Write out, please, the line containing "the gold ornate" together with all lines after it, up to and including the last one, with no other output.

★ ★ ★ ★

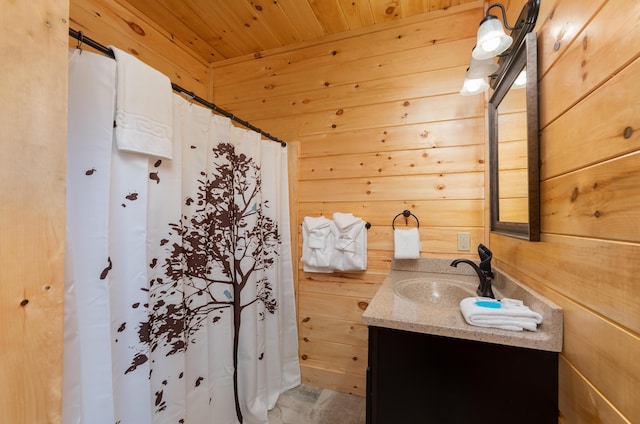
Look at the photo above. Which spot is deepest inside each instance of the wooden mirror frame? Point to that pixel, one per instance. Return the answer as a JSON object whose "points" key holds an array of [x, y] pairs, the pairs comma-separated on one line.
{"points": [[525, 56]]}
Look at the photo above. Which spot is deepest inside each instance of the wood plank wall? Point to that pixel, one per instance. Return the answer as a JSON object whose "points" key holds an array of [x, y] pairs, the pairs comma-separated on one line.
{"points": [[380, 127], [377, 127], [588, 261], [117, 23], [33, 111]]}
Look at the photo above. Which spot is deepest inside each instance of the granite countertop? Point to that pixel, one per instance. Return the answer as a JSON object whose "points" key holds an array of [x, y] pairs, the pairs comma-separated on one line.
{"points": [[388, 309]]}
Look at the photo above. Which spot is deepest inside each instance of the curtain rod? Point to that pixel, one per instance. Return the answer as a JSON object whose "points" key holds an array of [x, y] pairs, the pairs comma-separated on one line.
{"points": [[83, 39]]}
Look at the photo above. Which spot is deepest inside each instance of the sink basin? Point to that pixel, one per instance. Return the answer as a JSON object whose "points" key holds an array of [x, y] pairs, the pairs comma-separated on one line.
{"points": [[433, 292]]}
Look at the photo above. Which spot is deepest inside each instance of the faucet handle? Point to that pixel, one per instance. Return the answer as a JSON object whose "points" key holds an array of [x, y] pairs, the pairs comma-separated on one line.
{"points": [[485, 258]]}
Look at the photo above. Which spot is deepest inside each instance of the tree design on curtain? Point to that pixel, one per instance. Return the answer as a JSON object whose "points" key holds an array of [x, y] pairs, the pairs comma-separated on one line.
{"points": [[223, 243]]}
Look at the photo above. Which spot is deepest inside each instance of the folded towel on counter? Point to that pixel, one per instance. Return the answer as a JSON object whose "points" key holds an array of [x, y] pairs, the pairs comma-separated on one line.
{"points": [[317, 244], [506, 314], [144, 107], [406, 244], [350, 243]]}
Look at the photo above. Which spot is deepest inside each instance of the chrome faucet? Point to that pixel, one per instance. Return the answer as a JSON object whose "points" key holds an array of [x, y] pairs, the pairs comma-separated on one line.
{"points": [[484, 271]]}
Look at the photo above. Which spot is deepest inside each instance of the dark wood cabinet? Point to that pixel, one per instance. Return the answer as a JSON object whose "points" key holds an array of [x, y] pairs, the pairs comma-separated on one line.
{"points": [[422, 378]]}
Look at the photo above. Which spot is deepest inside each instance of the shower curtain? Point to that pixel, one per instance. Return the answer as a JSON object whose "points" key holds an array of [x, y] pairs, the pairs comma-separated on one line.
{"points": [[179, 303]]}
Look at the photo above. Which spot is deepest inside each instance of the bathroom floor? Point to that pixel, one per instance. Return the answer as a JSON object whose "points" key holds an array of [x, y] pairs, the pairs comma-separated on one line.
{"points": [[314, 405]]}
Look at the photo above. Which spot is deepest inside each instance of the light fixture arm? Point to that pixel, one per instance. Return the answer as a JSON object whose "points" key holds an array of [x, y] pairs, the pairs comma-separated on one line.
{"points": [[504, 17]]}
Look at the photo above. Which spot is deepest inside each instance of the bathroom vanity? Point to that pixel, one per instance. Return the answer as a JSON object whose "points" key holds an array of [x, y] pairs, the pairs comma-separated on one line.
{"points": [[427, 365]]}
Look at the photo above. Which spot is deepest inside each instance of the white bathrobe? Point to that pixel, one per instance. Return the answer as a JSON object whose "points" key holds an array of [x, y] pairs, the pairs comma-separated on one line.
{"points": [[350, 243], [317, 244]]}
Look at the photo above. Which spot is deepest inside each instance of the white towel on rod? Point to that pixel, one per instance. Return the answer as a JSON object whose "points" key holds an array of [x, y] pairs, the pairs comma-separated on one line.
{"points": [[144, 107], [406, 244], [506, 314], [350, 243], [317, 244]]}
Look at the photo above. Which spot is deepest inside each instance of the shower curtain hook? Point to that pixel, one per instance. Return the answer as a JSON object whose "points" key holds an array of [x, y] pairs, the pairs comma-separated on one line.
{"points": [[80, 41]]}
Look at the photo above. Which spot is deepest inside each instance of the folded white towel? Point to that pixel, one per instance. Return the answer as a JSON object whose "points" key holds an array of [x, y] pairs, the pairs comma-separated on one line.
{"points": [[144, 103], [350, 243], [317, 244], [506, 314], [406, 244]]}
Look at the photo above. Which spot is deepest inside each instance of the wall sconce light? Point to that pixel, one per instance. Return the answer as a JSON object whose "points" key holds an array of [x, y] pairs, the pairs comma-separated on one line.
{"points": [[493, 42]]}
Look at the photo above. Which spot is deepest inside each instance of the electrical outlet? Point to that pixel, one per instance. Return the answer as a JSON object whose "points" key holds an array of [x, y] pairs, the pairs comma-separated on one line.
{"points": [[464, 242]]}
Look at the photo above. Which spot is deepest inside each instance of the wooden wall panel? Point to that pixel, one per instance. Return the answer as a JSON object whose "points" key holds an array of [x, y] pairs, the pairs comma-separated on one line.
{"points": [[381, 128], [118, 24], [33, 123]]}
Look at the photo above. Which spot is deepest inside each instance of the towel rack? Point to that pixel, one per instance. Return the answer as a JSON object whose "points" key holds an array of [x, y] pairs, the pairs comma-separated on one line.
{"points": [[406, 213]]}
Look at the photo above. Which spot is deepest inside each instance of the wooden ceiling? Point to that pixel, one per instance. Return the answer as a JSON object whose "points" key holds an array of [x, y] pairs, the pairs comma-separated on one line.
{"points": [[222, 29]]}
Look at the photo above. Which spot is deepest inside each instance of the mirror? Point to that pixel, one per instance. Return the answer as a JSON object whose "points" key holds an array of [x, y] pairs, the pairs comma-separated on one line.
{"points": [[513, 146]]}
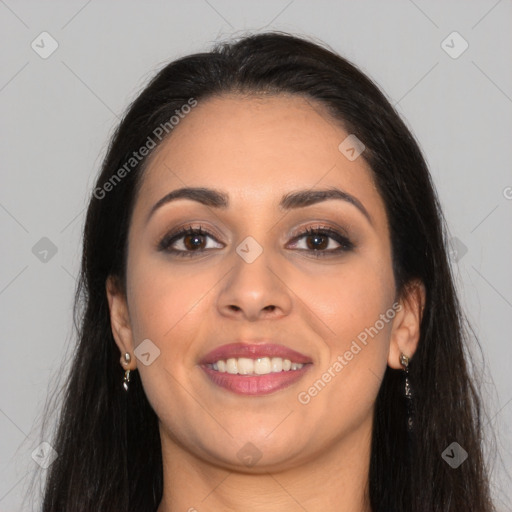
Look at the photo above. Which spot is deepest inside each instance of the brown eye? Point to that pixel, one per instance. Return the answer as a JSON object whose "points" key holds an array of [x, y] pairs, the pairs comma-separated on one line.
{"points": [[186, 242]]}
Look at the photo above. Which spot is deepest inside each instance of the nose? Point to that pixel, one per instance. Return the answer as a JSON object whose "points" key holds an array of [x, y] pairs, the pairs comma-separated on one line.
{"points": [[254, 291]]}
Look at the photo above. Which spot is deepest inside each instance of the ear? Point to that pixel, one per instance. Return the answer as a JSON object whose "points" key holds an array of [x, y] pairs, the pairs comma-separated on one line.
{"points": [[120, 321], [405, 333]]}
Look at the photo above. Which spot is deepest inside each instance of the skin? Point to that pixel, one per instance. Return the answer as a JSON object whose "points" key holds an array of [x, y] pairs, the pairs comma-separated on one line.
{"points": [[256, 149]]}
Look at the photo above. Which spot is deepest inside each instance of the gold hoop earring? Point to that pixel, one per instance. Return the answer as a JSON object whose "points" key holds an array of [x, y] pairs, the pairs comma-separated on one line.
{"points": [[404, 361], [126, 379]]}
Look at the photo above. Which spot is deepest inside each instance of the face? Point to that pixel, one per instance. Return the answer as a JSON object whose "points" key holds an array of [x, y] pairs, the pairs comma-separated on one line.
{"points": [[268, 278]]}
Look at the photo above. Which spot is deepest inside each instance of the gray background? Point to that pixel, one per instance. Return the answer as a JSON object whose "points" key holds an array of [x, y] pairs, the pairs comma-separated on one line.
{"points": [[58, 113]]}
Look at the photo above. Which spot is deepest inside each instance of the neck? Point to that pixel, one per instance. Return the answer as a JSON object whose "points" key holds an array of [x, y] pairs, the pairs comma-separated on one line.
{"points": [[335, 481]]}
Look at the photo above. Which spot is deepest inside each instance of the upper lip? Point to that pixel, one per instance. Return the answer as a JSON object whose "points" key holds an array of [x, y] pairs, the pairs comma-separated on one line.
{"points": [[253, 351]]}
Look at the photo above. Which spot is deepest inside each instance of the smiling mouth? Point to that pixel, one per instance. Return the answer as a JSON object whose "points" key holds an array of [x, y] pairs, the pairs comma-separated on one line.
{"points": [[257, 366]]}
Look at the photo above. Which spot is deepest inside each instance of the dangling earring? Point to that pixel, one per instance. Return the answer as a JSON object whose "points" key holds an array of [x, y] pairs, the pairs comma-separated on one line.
{"points": [[126, 379], [404, 361]]}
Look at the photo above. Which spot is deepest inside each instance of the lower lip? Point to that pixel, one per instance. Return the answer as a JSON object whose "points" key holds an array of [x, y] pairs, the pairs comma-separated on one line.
{"points": [[255, 385]]}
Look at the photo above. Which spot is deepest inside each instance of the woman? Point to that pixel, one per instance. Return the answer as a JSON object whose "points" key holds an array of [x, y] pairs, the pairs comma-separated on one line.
{"points": [[269, 319]]}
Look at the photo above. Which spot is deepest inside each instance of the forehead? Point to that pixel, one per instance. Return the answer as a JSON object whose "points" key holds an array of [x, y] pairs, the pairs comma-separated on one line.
{"points": [[257, 149]]}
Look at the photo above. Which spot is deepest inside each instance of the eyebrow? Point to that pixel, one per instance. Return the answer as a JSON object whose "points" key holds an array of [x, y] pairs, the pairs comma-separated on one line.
{"points": [[293, 200]]}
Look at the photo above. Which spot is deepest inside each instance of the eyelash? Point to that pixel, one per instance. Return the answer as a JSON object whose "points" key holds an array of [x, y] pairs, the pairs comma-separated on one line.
{"points": [[345, 244]]}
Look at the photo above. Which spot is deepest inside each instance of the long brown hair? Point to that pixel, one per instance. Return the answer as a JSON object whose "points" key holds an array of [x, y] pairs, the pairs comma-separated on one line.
{"points": [[108, 441]]}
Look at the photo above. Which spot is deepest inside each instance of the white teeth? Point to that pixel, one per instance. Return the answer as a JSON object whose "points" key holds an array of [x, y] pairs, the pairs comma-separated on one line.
{"points": [[262, 366], [232, 365], [259, 366], [245, 366], [277, 364]]}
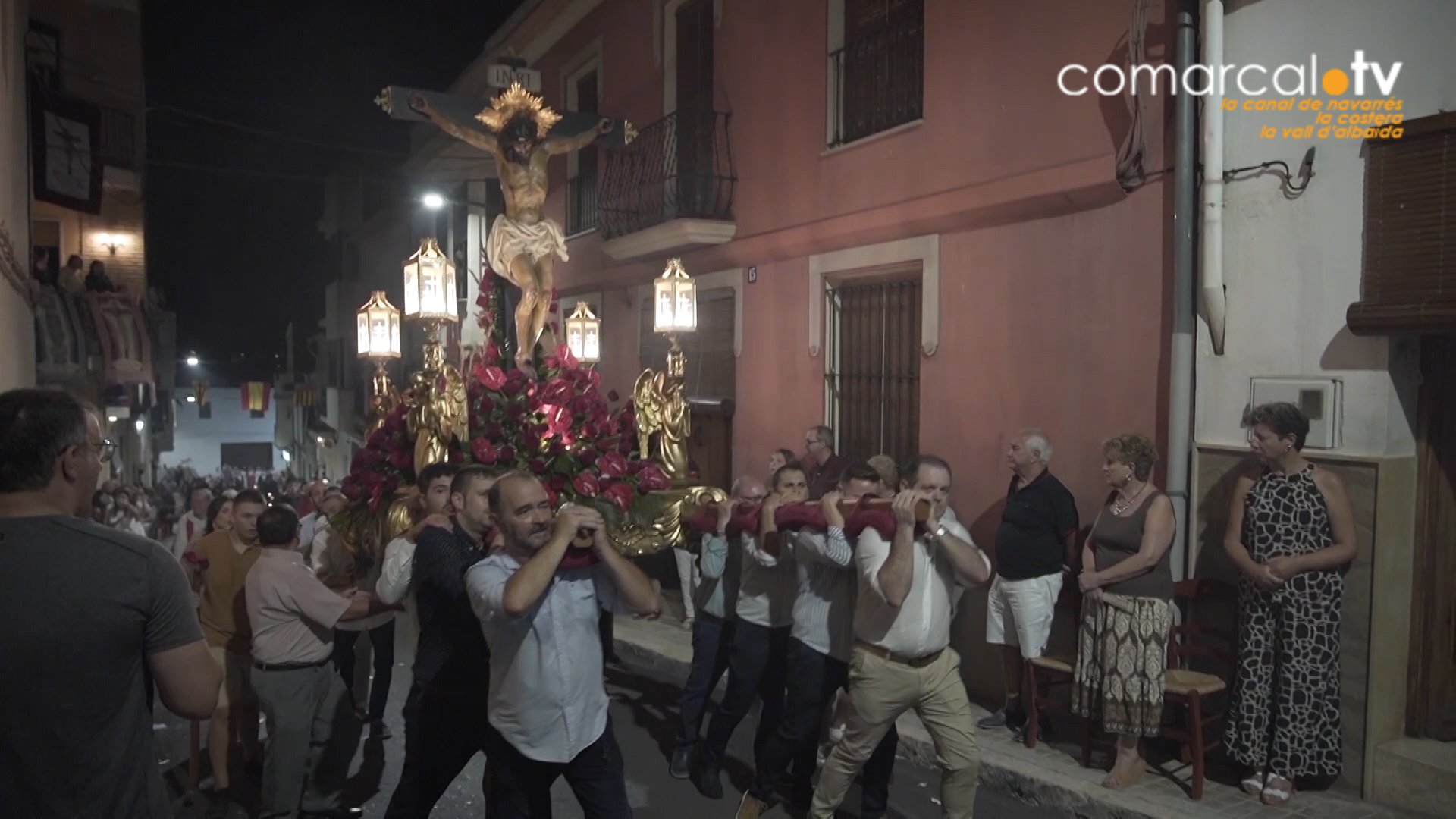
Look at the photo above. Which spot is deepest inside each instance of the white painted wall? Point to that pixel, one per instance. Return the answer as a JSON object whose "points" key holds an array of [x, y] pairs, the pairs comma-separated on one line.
{"points": [[17, 322], [1293, 267], [200, 441]]}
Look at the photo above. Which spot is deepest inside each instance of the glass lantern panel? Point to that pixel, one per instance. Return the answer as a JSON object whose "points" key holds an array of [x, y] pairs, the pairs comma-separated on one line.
{"points": [[664, 319], [411, 289], [363, 340], [686, 315], [592, 344]]}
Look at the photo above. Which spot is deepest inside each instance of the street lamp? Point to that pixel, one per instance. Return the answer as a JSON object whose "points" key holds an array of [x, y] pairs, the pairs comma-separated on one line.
{"points": [[676, 302], [438, 410], [584, 334], [379, 343], [430, 290]]}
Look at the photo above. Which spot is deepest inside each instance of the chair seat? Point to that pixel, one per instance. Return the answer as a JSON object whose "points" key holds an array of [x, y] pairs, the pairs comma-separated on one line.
{"points": [[1181, 681], [1063, 665]]}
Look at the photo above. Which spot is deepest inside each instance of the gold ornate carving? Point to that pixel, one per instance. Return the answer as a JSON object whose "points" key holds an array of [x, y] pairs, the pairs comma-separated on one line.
{"points": [[517, 101], [661, 410], [438, 411]]}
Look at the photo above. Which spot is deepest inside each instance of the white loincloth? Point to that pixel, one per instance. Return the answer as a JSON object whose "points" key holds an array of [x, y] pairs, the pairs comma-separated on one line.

★ ★ ★ ★

## OUTPUT
Look at the photo above. Which spot is deepest inside each instance of the gold ornate carving? Point to that pixel, one per instance. Return the answer as a JSON object whose "points" key holds an array of [x, y] pairs, the pairs comma-separated on one line.
{"points": [[517, 101], [661, 410], [438, 411]]}
Look at the photo above. Which spot is deepest inside each instance of the white loincloth? Point to that pixel, one per instance. Return the answer as a JSON object whose "points" key holds an array of [x, y] pairs, the pairs comma-separated on one line.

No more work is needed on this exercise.